Task description: Every line from the line containing "Please put a point on the wood grain" through the final line of the data is to be printed exactly; no other line is to appear.

Dataset extract:
###

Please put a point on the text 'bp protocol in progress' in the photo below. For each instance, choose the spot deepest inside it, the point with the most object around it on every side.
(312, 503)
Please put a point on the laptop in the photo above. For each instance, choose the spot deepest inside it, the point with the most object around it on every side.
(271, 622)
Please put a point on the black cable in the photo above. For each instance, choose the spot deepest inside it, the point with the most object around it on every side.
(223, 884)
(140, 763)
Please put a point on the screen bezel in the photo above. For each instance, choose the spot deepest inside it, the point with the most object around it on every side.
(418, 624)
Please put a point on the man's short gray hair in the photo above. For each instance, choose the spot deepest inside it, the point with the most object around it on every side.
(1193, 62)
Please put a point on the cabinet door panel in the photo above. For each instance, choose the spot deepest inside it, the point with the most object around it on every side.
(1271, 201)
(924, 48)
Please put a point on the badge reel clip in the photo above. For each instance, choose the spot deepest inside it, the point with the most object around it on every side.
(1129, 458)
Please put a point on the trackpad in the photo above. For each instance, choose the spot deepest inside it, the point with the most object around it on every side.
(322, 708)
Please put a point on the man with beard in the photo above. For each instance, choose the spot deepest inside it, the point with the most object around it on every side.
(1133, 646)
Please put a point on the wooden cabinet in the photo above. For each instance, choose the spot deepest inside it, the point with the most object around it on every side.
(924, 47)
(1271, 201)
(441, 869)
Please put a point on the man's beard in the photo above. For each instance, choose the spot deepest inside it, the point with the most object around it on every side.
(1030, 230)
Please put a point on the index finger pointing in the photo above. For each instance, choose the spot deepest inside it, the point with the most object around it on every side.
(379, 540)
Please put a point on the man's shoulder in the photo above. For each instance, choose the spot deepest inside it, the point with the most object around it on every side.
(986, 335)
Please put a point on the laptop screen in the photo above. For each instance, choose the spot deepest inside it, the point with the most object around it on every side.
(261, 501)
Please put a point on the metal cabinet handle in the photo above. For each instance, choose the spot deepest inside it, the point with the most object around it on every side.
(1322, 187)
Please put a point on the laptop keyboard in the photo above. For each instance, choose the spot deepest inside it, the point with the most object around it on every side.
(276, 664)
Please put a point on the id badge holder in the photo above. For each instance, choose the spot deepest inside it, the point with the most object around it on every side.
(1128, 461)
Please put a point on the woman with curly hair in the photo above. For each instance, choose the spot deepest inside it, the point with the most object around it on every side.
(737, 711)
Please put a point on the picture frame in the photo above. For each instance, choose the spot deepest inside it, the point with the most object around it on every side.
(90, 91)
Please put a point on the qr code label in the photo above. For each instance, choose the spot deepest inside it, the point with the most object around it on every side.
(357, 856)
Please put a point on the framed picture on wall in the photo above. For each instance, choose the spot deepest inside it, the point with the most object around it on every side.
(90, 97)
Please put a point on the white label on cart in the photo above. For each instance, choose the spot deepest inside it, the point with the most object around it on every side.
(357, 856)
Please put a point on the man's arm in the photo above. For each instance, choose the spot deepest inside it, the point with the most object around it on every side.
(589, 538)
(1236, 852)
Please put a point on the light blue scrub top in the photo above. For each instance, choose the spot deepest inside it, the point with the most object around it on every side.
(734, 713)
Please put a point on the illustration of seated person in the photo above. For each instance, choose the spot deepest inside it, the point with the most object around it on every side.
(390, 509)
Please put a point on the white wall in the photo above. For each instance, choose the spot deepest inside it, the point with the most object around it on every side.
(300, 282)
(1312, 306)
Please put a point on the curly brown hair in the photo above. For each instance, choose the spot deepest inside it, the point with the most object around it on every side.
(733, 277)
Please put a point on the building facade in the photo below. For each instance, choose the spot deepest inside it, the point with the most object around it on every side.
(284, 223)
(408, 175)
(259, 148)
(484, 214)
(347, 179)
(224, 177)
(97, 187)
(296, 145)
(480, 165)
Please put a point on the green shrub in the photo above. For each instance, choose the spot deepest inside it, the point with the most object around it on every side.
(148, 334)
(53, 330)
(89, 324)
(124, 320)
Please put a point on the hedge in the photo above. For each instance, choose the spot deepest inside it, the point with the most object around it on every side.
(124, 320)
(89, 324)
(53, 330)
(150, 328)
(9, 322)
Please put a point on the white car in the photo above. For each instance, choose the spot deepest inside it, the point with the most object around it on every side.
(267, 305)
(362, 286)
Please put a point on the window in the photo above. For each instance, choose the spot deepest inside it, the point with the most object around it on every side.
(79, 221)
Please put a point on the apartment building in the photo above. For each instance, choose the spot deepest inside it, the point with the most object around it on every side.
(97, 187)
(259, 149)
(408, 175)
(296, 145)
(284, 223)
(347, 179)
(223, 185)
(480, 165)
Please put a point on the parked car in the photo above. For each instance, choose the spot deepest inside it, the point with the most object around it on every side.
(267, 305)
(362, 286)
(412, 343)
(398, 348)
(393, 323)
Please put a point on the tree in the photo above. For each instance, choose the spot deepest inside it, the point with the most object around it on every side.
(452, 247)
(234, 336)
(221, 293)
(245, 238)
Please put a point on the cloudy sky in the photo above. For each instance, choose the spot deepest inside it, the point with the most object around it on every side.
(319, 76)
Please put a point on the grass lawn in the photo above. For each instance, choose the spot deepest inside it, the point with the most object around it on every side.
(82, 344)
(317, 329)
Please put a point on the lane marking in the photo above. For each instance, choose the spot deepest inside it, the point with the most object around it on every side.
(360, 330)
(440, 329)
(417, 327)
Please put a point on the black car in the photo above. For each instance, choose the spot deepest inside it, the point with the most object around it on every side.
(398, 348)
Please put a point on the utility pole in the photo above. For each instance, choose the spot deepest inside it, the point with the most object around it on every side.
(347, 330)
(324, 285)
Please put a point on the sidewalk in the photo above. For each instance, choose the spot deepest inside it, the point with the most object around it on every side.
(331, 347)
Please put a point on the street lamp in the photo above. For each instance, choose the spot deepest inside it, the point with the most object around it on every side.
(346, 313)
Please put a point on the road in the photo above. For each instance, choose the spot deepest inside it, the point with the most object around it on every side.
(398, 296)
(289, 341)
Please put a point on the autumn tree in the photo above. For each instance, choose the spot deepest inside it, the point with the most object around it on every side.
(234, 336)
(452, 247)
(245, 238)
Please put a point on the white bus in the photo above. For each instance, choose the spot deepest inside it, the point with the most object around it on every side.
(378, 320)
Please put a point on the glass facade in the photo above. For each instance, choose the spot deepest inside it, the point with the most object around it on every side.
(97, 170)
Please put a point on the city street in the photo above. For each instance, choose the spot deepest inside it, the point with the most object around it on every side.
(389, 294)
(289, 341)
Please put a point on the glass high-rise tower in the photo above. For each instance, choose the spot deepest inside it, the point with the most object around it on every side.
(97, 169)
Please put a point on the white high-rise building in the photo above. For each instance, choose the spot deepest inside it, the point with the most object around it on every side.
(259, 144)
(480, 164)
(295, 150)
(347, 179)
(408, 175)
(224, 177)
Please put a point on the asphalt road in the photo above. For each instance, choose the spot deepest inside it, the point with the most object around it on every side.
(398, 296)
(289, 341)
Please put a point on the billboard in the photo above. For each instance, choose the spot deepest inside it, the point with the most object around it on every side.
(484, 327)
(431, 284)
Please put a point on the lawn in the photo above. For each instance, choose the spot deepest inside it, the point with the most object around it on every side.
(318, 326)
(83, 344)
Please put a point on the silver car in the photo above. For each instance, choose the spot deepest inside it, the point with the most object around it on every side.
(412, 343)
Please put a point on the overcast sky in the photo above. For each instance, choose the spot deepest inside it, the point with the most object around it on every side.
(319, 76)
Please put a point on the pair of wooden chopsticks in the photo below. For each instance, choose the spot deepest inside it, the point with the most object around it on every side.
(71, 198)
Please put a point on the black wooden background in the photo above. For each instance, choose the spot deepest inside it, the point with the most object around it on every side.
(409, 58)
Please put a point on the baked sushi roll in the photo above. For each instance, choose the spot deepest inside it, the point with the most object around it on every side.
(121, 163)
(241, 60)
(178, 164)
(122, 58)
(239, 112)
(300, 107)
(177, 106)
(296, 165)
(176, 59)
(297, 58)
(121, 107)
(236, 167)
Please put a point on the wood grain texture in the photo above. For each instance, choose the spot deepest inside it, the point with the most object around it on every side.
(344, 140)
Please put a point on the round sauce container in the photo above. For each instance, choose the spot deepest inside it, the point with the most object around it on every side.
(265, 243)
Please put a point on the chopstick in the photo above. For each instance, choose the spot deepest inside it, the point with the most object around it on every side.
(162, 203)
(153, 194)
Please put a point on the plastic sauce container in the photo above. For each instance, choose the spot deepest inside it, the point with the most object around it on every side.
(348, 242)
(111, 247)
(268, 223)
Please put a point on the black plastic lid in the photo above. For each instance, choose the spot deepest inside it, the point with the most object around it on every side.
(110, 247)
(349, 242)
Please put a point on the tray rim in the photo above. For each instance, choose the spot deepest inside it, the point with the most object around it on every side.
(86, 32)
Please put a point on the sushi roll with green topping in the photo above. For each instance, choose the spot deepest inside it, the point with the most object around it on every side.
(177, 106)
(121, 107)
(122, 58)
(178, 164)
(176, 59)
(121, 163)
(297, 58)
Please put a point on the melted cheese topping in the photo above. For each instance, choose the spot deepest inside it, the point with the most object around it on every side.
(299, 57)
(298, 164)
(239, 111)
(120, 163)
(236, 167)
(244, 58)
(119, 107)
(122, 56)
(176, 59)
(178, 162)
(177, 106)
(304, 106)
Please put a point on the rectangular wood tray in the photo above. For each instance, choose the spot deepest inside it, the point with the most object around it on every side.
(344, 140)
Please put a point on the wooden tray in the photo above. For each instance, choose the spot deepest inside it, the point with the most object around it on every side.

###

Correct response:
Please put a point on the wood grain texture in the photo above. For each instance, choose the spot deepest inside it, the point with the most object around it on every side.
(344, 140)
Please put a point on the round sauce container in the photo above. For each instance, choose the spot deepest inside it, the point with the most object around it on every side.
(265, 243)
Please put a point on the chopstick in the photo above. For each instance, choose the spot deepest inside it, the point with the most object around it on every side.
(162, 203)
(153, 194)
Please put a point on the plastic sauce container in the photo above. For each instance, choose the spot deepest inside it, the point with the most object around it on every side.
(348, 242)
(111, 247)
(268, 223)
Please put a point on the black plastic lid in the photo above. For each instance, choose the spot deepest inside it, the point with the most object around it on every side.
(110, 247)
(349, 242)
Please put a point on the tray rim in the photo above. For each instance, choose the spot deepest inside it, the point with the most object around it on every side.
(86, 32)
Please put a point on the sushi roll with green topping in the photo above. For each instance, choose the spot deepest inside it, the point with the most object around it on every side.
(177, 106)
(121, 107)
(122, 58)
(178, 164)
(176, 59)
(121, 163)
(297, 58)
Please put a point on the melted cheese topping in the photo above. For each instance, choose the spot deepest inside it, the point with the most object around it on every side.
(299, 57)
(298, 164)
(239, 111)
(120, 163)
(236, 167)
(244, 58)
(119, 107)
(122, 56)
(176, 59)
(178, 162)
(177, 106)
(304, 106)
Please put a point on the rectangular wood tray in the photo above. For each instance, choose the spot deepest inside it, the point with the most object around it on every side.
(344, 140)
Please put a point on the wooden tray in the photo above. For each instance, choose the spot deepest inside it, the point with the most object around it on every side.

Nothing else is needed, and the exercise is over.